__PASSAGE__
☆ ☆ ☆ ☆

October 28, 2005 Macon Telegraph
Abu Ghraib means different things to different people. For the people of Iraq, it is where tens of thousands of family members died in Saddam Hussein's death house or were tortured under his regime. Around the world, it is the scene of the infamous prisoner abuse scandal that led to U.S. soldiers doing time for war crimes. For retired Macon firefighter John Wood, it is now home. Before beginning his role as a civilian firefighter working for Wackenhut Services LLC, Wood spent two weeks at Camp Victory near Baghdad, Iraq, to get acclimated to the heat. The prison-turned-military base is home now to some 5,000 detainees, U.S. soldiers and a multinational force that operates a combat supply hospital, Wood said. "It just blew me away," Wood said of his arrival at Abu Ghraib. "I didn't know what to expect, and when I got there, it was beyond my worst expectation."

May 22, 2004 Albuquerque Journal
A senator has made a Department of Justice review critical of operations at the Santa Fe County jail part of the ongoing controversy over America's management of prisons in Iraq.  A Department of Justice review in March 2003 had harsh words for management of the Santa Fe County jail by Utah-based Management and Training Corp., criticizing MTC's medical care for inmates and concluding some conditions violated their constitutional rights.  Former New Mexico corrections secretary O. Lane McCotter is an MTC executive and was named by Attorney General John Ashcroft to help rebuild Iraq prisons last year.  McCotter's role in Iraq prisons-- including at Abu Grhaib, where abuse of Iraqi prisoners by U.S. military personnel has sparked a scandal-- has come under congressional scrutiny.  Senator Charles E. Schumer, D-N.Y., in particular, is making an issue of McCotter's work in Iraq and why he was chosen to go there. A statement provided by Schumer's office reviews McCotter's employment history, including his resignation as Utah prison director in 1997 after a mentally ill inmate died after spending 16 hours strapped to a chair.  Schumer's news release also calls attention to the Justice report criticizing MTC's management of the Santa Fe County jail, and notes that the New Mexico Corrections Department also raised concerns about the jail.  "While McCotter's company was under state and Department of Justice investigation, Attorney General Ashcroft selected him to serve as one of four civilian advisers to oversee the reconstitution of Iraqi prisons," Schumer noted.  "Why Attorney General Ashcroft would send someone with such a checkered record to rebuild Iraq's corrections system is beyond me," Schumer said. 

May 21, 2004 Miami Herald
Although several cases of prisoner abuse by civilians in Iraq have been referred to the Justice Department for possible prosecution, the FBI has not yet been asked to investigate any of them, Director Robert Mueller said Thursday.  What Mueller told the Senate Judiciary Committee seemed to indicate that the probe into whether independent contractors or CIA officers killed prisoners in Iraq and Afghanistan is moving more slowly than on the military front, where one soldier has already been court-martialed and others have been charged. While the faces of military police have been splashed all over the news, the names of almost all civilians involved -- employees of other government agencies and civilian contractors -- were deleted from Maj. Gen. Antonio Taguba's report on the abuse at Abu Ghraib.  Mueller also said lawyers for the Justice Department and Defense Department are wrestling with jurisdictional issues. Any crimes at the prison would have been committed on foreign soil against foreign citizens, creating complicated legal questions.  Also Thursday, Sen. Charles Schumer, D-N.Y., called for a Justice Department probe into two members of a U.S. group sent to Iraq in May 2003 to help with the reconstruction of Abu Ghraib. Lane McCotter, a former corrections chief in Utah, and John Armstrong, who led the prison system in Connecticut, were part of a team picked by Attorney General John Ashcroft and others in the Bush administration.

☆ ☆ ☆ ☆

__Phrase grounding data__
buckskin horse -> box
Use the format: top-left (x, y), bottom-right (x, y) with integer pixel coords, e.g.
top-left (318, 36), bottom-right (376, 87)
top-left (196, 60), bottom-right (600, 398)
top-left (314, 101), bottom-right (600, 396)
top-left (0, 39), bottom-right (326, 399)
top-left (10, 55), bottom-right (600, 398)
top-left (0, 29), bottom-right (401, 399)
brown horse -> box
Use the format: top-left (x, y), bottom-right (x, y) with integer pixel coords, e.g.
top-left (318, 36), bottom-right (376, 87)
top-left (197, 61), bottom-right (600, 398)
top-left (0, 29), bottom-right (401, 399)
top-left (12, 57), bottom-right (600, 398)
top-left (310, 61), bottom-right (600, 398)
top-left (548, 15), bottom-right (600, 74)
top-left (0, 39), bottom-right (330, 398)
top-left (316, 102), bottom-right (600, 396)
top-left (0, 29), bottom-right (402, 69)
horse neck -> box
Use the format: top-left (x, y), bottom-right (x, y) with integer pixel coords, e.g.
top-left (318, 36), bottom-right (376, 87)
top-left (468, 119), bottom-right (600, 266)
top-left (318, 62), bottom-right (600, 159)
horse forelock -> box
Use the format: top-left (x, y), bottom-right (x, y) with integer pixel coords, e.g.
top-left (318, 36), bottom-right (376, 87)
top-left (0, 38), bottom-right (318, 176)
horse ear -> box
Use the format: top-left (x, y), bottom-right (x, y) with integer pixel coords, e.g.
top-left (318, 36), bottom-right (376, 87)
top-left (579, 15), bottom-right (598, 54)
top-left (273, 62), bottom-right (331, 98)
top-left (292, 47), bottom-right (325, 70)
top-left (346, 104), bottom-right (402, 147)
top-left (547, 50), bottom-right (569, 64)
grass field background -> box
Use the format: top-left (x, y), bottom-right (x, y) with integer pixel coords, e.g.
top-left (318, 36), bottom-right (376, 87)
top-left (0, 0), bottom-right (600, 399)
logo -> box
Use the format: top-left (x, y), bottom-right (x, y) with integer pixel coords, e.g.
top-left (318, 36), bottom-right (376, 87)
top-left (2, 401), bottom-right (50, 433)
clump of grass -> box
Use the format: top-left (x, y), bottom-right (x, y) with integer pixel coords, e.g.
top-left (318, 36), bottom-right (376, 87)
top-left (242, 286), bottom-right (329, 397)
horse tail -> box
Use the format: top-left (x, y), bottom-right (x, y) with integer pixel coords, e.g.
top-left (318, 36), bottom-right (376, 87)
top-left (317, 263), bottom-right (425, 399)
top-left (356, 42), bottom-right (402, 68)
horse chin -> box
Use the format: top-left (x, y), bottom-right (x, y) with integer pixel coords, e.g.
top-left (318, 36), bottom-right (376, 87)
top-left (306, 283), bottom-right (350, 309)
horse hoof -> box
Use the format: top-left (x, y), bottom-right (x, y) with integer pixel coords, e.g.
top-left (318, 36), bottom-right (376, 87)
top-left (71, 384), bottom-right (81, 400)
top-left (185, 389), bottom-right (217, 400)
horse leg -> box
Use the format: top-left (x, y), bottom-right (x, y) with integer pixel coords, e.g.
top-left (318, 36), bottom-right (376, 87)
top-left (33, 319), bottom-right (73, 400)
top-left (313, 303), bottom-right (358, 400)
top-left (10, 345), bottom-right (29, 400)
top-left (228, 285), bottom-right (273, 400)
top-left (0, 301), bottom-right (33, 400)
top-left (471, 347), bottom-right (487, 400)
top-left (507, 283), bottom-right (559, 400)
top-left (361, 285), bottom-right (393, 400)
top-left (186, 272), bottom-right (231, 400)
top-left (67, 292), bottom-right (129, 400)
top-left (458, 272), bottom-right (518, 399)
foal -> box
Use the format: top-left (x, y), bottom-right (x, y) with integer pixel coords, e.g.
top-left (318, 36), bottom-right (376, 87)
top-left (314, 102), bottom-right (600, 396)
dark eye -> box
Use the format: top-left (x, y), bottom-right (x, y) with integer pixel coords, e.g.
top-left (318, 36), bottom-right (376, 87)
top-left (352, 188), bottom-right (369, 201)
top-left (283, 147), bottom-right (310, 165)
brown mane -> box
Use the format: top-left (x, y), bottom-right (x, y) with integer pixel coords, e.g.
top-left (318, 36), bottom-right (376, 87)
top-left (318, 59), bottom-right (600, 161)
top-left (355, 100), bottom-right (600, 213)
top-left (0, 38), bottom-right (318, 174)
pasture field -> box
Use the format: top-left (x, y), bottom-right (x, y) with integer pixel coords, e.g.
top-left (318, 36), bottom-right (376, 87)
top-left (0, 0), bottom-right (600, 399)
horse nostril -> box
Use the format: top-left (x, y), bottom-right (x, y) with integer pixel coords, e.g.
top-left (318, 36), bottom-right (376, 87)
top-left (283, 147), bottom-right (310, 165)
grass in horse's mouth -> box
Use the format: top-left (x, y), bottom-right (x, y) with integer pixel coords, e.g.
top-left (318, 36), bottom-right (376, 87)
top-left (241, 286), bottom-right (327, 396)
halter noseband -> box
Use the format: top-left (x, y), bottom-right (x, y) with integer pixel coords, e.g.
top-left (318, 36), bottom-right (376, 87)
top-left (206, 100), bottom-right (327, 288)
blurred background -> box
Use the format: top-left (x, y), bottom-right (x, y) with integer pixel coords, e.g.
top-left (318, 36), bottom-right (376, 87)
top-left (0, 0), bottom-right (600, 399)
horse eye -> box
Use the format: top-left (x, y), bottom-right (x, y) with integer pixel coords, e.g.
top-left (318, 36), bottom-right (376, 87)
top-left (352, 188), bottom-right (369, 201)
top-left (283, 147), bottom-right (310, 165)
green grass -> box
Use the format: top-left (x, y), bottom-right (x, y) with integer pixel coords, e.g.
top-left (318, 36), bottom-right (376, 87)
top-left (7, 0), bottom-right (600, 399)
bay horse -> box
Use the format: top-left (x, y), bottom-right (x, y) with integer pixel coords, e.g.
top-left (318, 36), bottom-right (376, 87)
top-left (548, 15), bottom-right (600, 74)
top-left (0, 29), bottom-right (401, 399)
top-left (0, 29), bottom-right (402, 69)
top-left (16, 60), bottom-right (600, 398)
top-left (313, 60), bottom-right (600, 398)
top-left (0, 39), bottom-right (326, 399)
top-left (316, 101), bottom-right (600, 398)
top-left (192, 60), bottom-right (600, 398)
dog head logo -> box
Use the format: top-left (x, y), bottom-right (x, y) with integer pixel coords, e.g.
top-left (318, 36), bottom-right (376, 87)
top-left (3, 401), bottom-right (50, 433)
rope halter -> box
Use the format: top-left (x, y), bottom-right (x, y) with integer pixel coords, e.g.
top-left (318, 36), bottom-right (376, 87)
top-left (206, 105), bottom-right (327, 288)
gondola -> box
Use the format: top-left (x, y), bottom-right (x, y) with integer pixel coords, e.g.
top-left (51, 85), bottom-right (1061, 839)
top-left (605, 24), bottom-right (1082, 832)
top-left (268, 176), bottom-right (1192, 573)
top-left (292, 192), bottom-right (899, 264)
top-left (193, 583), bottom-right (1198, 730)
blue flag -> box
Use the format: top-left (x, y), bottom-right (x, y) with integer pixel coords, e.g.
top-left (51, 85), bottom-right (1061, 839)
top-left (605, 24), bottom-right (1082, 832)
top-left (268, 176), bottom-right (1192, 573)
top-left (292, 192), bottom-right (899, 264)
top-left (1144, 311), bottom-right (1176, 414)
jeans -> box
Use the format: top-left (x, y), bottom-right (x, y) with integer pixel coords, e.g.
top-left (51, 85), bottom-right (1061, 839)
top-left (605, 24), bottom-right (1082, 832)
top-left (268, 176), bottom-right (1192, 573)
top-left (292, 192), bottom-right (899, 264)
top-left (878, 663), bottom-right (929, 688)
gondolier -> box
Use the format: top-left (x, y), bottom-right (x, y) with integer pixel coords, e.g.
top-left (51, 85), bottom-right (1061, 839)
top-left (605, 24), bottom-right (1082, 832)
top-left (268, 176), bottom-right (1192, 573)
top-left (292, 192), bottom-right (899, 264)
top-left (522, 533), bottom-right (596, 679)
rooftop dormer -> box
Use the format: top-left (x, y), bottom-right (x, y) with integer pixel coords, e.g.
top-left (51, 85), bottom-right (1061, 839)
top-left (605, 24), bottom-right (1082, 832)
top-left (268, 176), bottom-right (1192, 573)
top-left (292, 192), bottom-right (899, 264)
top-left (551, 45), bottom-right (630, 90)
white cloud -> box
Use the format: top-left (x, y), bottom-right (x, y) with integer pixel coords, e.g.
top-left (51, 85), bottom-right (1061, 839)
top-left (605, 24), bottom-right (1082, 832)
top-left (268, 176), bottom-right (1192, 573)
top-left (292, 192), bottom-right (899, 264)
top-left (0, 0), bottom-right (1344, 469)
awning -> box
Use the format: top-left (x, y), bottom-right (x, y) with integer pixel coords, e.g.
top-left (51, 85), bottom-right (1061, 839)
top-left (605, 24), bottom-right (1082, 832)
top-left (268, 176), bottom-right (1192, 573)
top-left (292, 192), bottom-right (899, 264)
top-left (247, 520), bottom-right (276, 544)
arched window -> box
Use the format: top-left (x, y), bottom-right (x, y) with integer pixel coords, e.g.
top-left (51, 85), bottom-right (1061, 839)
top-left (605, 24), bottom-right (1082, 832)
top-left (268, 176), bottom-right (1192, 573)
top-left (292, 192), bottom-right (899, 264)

☆ ☆ ☆ ☆

__EXERCISE DIRECTIONS__
Continue the news excerpts about Abu Ghraib and the prisons in Iraq, picking up right after their final sentence.

__OUTPUT OF THE TASK__
May 21, 2004 NY Times
The use of American corrections executives with abuse accusations in their past to oversee American-run prisons in Iraq is prompting concerns in Congress about how the officials were selected and screened. Senator Charles E. Schumer, Democrat of New York, sent a letter yesterday to Attorney General John Ashcroft questioning what he described as the "checkered record when it comes to prisoners' rights" of John J. Armstrong, a former commissioner of corrections in Connecticut. Mr. Armstrong resigned last year after Connecticut settled lawsuits brought by the American Civil Liberties Union and the families of two Connecticut inmates who died after being sent by Mr. Armstrong to a supermaximum security prison in Virginia. In his letter, Mr. Schumer requested that the Justice Department conduct an investigation into the role of American civilians in the Iraqi prison system. Another official, Lane McCotter, who was forced to resign as director of the Utah Department of Corrections in 1997 after an incident in which a mentally ill inmate died after guards left him shackled naked to a restraining chair for 16 hours, was dispatched by Mr. Ashcroft to head a team of Americans to reopen Iraq's prisons. After his resignation in Utah, Mr. McCotter became an executive of a private prison company, the Management and Training Corporation, one of whose jails was strongly criticized in a Justice Department report just a month before the Justice Department sent him to Iraq.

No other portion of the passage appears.